◆ Stated exercise: Reproduce each of the records below word for word, leaving out the pictures.

╭─ Entries supplied

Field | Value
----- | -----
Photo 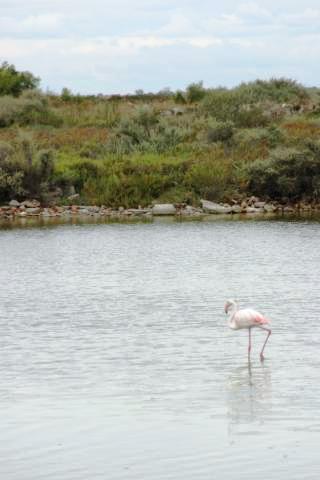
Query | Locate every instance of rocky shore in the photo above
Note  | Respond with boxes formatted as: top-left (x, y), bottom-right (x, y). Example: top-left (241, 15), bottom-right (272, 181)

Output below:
top-left (0, 197), bottom-right (320, 220)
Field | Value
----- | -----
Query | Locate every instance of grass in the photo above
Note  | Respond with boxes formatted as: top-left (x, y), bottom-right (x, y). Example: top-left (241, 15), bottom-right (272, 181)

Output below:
top-left (0, 79), bottom-right (320, 207)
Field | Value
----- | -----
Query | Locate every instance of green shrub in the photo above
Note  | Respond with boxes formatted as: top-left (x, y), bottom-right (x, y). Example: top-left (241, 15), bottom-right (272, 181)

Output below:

╰─

◆ Response:
Field | Value
----- | -----
Photo 
Query | Locate every instance of rocky shore in the photo above
Note  | Respond with boxes formatted as: top-left (x, y), bottom-right (x, y). Example: top-left (241, 15), bottom-right (272, 181)

Output below:
top-left (0, 197), bottom-right (320, 220)
Field | Value
----- | -----
Query | Locate every instance of grass in the photo above
Note  | Respond with boxes formatted as: top-left (x, y), bottom-right (x, y). Example: top-left (241, 15), bottom-right (272, 181)

Output below:
top-left (0, 79), bottom-right (320, 207)
Field | Value
----- | -----
Query | Locate every instance of green shrub in the photo above
Note  | Respond with boxes formatted as: top-left (x, y), bottom-right (x, y). Example: top-left (241, 15), bottom-right (272, 181)

Output below:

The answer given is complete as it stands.